(Alıntı metin)
================================
Deprem suçsuzu götürdü, suçluyu aklar mı?
Şükran Soner: Özünde o dönemde de Türk - İslam artı Kürt - İslam ittifakları içinde görülen koalisyonun, liberal demokrasi vurgulamaları çok öndedir.
17 Ağustos büyük depreminde yaşanan büyük felaketin sorumluluğu sorgulandığında, vicdanı olan hiç kimsenin, Bülent Ecevit’in adını da katmak aklının ucundan geçmez. İktidarda sorumluluk aldığı yılların sınırlılığı bir yana, Gölcük- Kocaeli- Adapazarı hattında, depremin şiddeti ile ilişkili olmayan, doğrudan sayısız yapılaşma suçu, yolsuzluğu, yağmasından sorumlu odaklarla uzaktan yakından bir ilişkisi kurulamaz.
Dünyanın sadece bina yıkımı değil, ölen insan sayısı, yaralıları ile en büyük felaketinin çaresizliği içinde, bölge halkı ile de sınırlı olmamak üzere, ülkemizin tüm yaşayanları için ortaya çıkan çok ağır bedellerin öfkesi.. İktidarı döneminde yaşandığı için hedef tahtasında kalmıştır. Sayısız hesaplaşmanın yaşanmadığı yapılaşma suçlarının yarattığı bu en büyük deprem yıkımı felaketinin ardından kaçınılmaz olan, öncelikle bölgeyi, bütünü ile ülkeyi toptan bir ekonomik yıkıma da deyim yerinde ise iflasa da çeken ekonomik felaketin altında ezilen, Ecevit yönetimindeki iktidar ortaklığı olmuştur.
***
Ne çarpıcı bir çelişkidir ki yine kapitalist - emperyalist sistem içinde krizden çıkmanın dayatılan acı reçetelerin gereklerinin yerine getirilmesi sorumluluğu da üstüne düşmüştür. Uluslararası parasal denetimin çarkları içinde dayatılan acı ilaçlarla ülkenin ekonomisi, çarklarının işletilmesi zorunluluk olunca, çarklar istenilen kıvamda döndürülme noktasına kadar halkın çektiği acıların karşılığı eklemlenen öfke birikimini de şöyle dürüstçe bir masaya yatıralım isterseniz..
================================
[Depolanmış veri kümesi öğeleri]
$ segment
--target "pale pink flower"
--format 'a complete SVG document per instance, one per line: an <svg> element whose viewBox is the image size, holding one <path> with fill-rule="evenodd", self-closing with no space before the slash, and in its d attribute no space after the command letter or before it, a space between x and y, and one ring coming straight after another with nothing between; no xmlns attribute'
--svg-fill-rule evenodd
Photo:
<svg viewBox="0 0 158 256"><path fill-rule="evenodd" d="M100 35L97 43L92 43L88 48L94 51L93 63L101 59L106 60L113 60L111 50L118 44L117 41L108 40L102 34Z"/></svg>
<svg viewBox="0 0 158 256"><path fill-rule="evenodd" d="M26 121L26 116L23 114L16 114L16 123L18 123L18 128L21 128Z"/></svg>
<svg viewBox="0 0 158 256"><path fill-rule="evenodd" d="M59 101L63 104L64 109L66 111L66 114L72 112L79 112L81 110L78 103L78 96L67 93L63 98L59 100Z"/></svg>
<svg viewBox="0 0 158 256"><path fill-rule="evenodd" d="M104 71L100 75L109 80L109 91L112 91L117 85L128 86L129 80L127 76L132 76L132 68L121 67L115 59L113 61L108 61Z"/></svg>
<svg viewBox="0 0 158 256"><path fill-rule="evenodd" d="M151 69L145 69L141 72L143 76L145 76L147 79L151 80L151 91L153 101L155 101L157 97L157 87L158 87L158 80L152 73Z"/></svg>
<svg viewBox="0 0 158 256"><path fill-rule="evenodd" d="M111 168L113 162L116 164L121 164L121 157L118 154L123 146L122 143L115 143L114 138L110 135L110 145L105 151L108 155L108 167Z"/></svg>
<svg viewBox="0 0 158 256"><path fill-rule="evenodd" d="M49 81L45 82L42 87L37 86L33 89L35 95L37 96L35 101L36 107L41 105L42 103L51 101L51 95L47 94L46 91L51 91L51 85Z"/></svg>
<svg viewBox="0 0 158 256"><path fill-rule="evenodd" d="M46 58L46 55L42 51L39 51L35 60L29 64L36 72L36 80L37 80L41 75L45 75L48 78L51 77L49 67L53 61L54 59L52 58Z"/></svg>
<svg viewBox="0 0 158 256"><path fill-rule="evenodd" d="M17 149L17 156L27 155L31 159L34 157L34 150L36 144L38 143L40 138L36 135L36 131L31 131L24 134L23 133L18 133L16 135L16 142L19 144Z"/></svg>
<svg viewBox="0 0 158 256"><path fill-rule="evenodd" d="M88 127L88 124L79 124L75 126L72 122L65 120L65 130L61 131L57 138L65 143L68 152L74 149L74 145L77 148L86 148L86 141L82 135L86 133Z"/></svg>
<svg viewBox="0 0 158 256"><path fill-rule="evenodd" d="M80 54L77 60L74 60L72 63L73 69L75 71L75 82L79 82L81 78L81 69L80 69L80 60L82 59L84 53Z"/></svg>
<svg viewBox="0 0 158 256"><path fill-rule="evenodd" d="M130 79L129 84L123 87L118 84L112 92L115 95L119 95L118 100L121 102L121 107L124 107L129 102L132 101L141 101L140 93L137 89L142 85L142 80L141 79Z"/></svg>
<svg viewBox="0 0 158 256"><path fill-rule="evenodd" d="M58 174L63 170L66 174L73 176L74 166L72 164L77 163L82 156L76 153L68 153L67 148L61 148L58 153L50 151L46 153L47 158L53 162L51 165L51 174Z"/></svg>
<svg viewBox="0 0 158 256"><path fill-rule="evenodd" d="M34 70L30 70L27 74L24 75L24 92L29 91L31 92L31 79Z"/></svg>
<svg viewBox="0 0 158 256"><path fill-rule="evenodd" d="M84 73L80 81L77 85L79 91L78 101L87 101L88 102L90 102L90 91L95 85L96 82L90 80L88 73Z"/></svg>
================================
(Görev tanımı A) 17 Ağustos depremine ilişkin yazıda, yapılaşma suçlarının sıralandığı hat için adı verilen yerleşim yerlerinin tamamını listeleyin.
(Görev tanımı B) 17 Ağustos depremine ilişkin yazıyı son cümlesinden sonra kaldığı noktadan devam ettirin.

(Alıştırma çıktısı A) Gölcük, Kocaeli, Adapazarı

(Alıştırma çıktısı B)
Örneğin acı reçetelerin dayatılması adına gelmiş 12 Eylül darbesi sürecinde, Özal’ın sözcülüğünü yapan baba Pakdemirli ile bugünün Tekadam, Saray rejimi iktidarının uygulama çarklarında oğul Pakdemirli’nin de bulunduğunu anımsayabiliriz. Hızlı geçişle acı reçetelerin dayatmaları için, 24 Ocak kararlarının uygulanabilmesinde Demirel iktidarı yeterli bulunmayıp 12 Eylül darbe yönetiminin desteğine gerek görüldüğü gerçeği de anımsanırsa.. Piramidi yeniden yapmak, en yukarıda sivri uç, en kaymak tabaka, en aşağıda en kalabalık kitle ile en yoksullar, en çaresizlerin toplanması öngörülmüşken 12 Eylül yönetimine, işveren örgütü başkanlığından paraşütle danışman olarak gelmiş Özal’ın 12 Eylül sayesinde sağlanmış yasaklı anayasa kotarıldıktan sonra, ustalıkla dörtlü cuntanın desteklediği siyasi parti görünümünden sıyrılıp sabıkasız liberal lider olarak partisinin başına geçip seçildiği dönem de atlanmazsa..
***
2002’de Ecevit iktidarının zor günlerinde, iş güvencesi yasası görüşmelerinin yaşandığı Meclis gündemine atlanırsa.. 2002’de Milli Görüş hareketinden kopan AKP kurucularının, Fethullah Gülen Hoca ile yaptıkları dönemeç tarihine geçiş yapılmış olur. Yine hızlı geçişle, özünde Amerika’nın Türkiye toprakları üzerinden de Irak işgaline izin verilmesi karşılığı yaratılmış ittifakın, önemli kanıt sayılabilecek ilk yıllarındaki AB ile kurulan ilişkilerine de bakmak gerek. Özenle altı çizilerek o tarihlerde Amerika iktidarlarından çok daha demokratik bir çizgide ayrıştığı bilinen AB ülkelerinin demokrasi kriterlerine de uyum adına çok özenli çıkışlar sahnelenmiştir.
Özünde o dönemde de Türk - İslam artı Kürt - İslam ittifakları içinde görülen koalisyonun, liberal demokrasi vurgulamaları çok öndedir. Hele de koalisyonun iktidar olmasının hemen ardından, sözü verilmiş tezkerenin parti içi dengeler satrancında reddedilmesi noktasına gelinmesiyle. Hesabı bu dönemin kutsal ittifakından sorulmak yerine, askerden çıkarılmasını seçen Amerika’nın derin siyasi odakları Irak’ta görev yapan askerlerimizin başlarına çuval geçirmeyi daha akılcı bir strateji olarak seçmişlerdir.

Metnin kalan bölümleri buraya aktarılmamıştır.